Reading passage:

====

# Nomos Tangente vs. Tangomat - comparison pictures



## apextwin

I recently bought a Nomos Tangente and then traded up to a Tangomat. Tomorrow, the Tangente is going out to its new owner, but this weekend I still have both watches at my place. So I decided to take a bunch of comparison shots to help other people who might be wondering which of the two to buy...


----------



## Tomaski33

Good side by side shots of the Tangente and Tangomat |>
It's hard for me to choose between the 2
o|


----------



## apextwin

I know what you're saying. Even though I ultimately picked the Tangomat, there are definitely things I liked better about the Tangente.

Here's my totally subjective lists of pros and cons:

*TANGENTE*

PRO
- Despite its small size, it feels very solid and made-of-one piece. You really get the sense that you're wearing a very refined timepiece, especially with the clear sapphire back.
- The overall proportions of the Tangente are more appealing (to me) than the Tangomat. It's very thin and refined, whereas the Tangomat is just a little bit wider but a LOT thicker. 
- The manual winding mechanism is a pleasure to use. It just has the perfect resistance and click-click-click sound to it. I didn't think I'd like it before I got the watch, but it actually felt very satisfying.
- While the Tangente is around 3mm smaller than the Tangomat, it doesn't really appear that much smaller on the wrist - at least to other people. My wife, for example, didn't really notice a difference at first.

CON
- While it may not appear that much smaller than the Tangomat to others, it does actually did feel a bit on the small side to me (the wearer). I remember switching from my Omega Seamaster to the Tangente, and feeling like it was tiny. Then, after getting used to it, my Seamaster would all of the sudden feel like a tank. With the Tangomat, I can switch between back and forth with the Seamaster without any problems.
- While the manual winding mechanism is fun to use, it's still a tiny bit of a hassle to have to remember to wind it every morning. The Tangomat's automatic movement definitely makes things more convenient in that regard.

*TANGOMAT*

PRO
- Larger than the Tangente, which makes it more comfortable to wear if you're switching it up with other 40mm+ watches. 
- Automatic movement is more convenient than manual winding. It also seems a tad more accurate. My Tangente clocks in at +4 seconds per day, while the Tangomat is -1. But the Tangente's movement has only run for about two days out-of-the-box, so it may still gain some accuracy.
- The slightly-larger dial is easier on the eyes. I'm not short-sighted, but when reading the Tangente's dial I always had the sensation of wanting the dial to be a little bit bigger - even though the dial itself was exactly the same size as most of my other 40mm+ watches.

CON
- The Tangomat is really a LOT thicker than the Tangente. It still feels like a dress watch, but definitely not as refined as the Tangente.
- The rotor that drives the automatic movement feels just a tiny bit flimsy in action, and rattles more than my other automatics when the case is shaken. But it's not really noticeable unless you're into doing aerobics while wearing a dress watch.


----------



## Bidle

Thx for sharing!!

Can you include your wrist-size?


----------



## flyingpicasso

Very useful pics--many thanks!


----------



## apextwin

My wrist size is just under 7 inches.


----------



## StufflerMike

Another PRO regarding the Tangomat is the price taking into consideration that you will get an inhouse movement.

====

Data lines:
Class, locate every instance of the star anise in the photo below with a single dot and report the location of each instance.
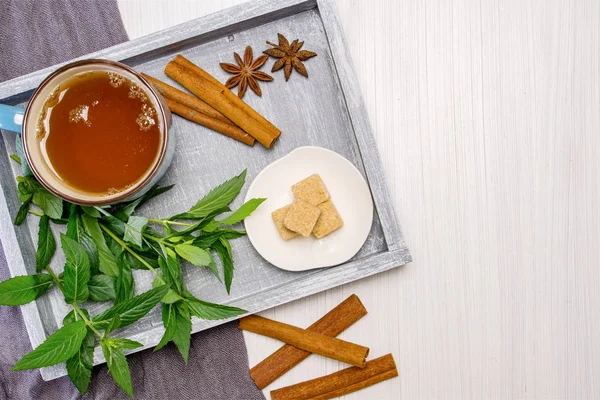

====

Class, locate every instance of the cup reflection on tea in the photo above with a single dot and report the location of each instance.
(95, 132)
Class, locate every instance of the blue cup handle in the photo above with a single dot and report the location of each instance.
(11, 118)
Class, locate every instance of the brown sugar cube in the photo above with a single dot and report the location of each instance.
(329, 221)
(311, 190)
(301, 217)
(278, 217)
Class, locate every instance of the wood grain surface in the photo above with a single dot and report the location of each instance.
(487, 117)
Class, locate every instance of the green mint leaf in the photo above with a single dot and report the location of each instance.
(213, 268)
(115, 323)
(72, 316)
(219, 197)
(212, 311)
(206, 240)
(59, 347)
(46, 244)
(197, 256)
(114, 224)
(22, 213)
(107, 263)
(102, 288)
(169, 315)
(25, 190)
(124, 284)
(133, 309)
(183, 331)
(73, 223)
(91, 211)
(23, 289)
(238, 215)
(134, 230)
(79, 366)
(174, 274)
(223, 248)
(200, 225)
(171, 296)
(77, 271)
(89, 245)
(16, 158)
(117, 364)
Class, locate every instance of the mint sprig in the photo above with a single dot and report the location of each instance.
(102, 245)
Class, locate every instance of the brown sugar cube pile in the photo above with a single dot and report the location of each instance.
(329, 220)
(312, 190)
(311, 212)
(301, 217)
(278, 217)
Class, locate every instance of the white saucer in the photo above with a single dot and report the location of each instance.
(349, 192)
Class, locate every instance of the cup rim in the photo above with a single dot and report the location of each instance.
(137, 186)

====

Exercise tasks:
- a) In the Nomos watch comparison thread, write out the passage starting with "- Automatic movement" and going on through "gain some accuracy.", swapping "manual winding" for "hand winding".
- b) Name each username that posts in the Nomos watch comparison thread, listing each only once.
- c) Continue the Nomos watch comparison thread from its last post.

Answers by task:
- a)
- Automatic movement is more convenient than hand winding. It also seems a tad more accurate. My Tangente clocks in at +4 seconds per day, while the Tangomat is -1. But the Tangente's movement has only run for about two days out-of-the-box, so it may still gain some accuracy.

- b) apextwin, Tomaski33, Bidle, flyingpicasso, StufflerMike

- c)
----------



## gorilla

Aren't all of the Nomos movements in-house? On their website they say _"It makes the difference: the caliber of a mechanical watch, the movement. NOMOS builds seven different "motors". They are all manufactory movements - that means: made by NOMOS in Glashütte."_


----------



## StufflerMike

gorilla said:


> Aren't all of the Nomos movements in-house? On their website they say _"It makes the difference: the caliber of a mechanical watch, the movement. NOMOS builds seven different "motors". They are all manufactory movements - that means: made by NOMOS in Glashütte."_


Correct quote. However if you flick through all Nomos threads here on WUS you will perceive that all Nomos movements go back to a Peseux 7001 which got heavily modified in the run of the last decade. The Tangomat became the most sophisticated movement due to the extensive development shown in the three technical drawings I posted.


----------



## usc1

stuffler said:


> Correct quote. However if you flick through all Nomos threads here on WUS you will perceive that all Nomos movements go back to a Peseux 7001 which got heavily modified in the run of the last decade. The Tangomat became the most sophisticated movement due to the extensive development shown in the three technical drawings I posted.


isn't the movement just an auto version of the 7001?


----------



## StufflerMike

usc1 said:


> isn't the movement just an auto version of the 7001?


If "just an auto version of the 7001" is your term for a heavily modified movement with in-house invented and produced and completely new parts (duplex wheel + cock + sliding gear assembly integrated in a 3/4 quarter plate + bridge) I'd tend to say you are right. The Tangomat movement is much more than just an auto version of the 7001. That's why most of us would agree to the term "in-house movement".


----------



## wmike

Where did you buy the Tangente from? I want to get one, but I'm having trouble finding an american dealer.


----------



## StufflerMike

wmike said:


> Where did you buy the Tangente from? I want to get one, but I'm having trouble finding an american dealer.


Wempe.


----------



## rodolini2

I bought my Tangente at Watchbuys (on line only), and they were great.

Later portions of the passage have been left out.